__TASK TO CARRY OUT__
Copy the lines below word for word, keeping every character and line break unchanged.
****************************************
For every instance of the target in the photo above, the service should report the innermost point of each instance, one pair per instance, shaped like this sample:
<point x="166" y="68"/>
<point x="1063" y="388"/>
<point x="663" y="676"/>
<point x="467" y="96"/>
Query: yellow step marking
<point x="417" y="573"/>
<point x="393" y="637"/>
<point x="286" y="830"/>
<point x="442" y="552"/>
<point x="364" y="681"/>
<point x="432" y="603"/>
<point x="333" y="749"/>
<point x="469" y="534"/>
****************************************
__SOLUTION FOR THIS TASK__
For every instance of the target in the photo above, the service should report the innermost point of each instance, one pair per instance, shaped like this sample:
<point x="166" y="68"/>
<point x="1063" y="388"/>
<point x="663" y="676"/>
<point x="467" y="96"/>
Query: yellow step marking
<point x="417" y="573"/>
<point x="393" y="637"/>
<point x="286" y="830"/>
<point x="442" y="552"/>
<point x="364" y="681"/>
<point x="432" y="603"/>
<point x="333" y="749"/>
<point x="469" y="534"/>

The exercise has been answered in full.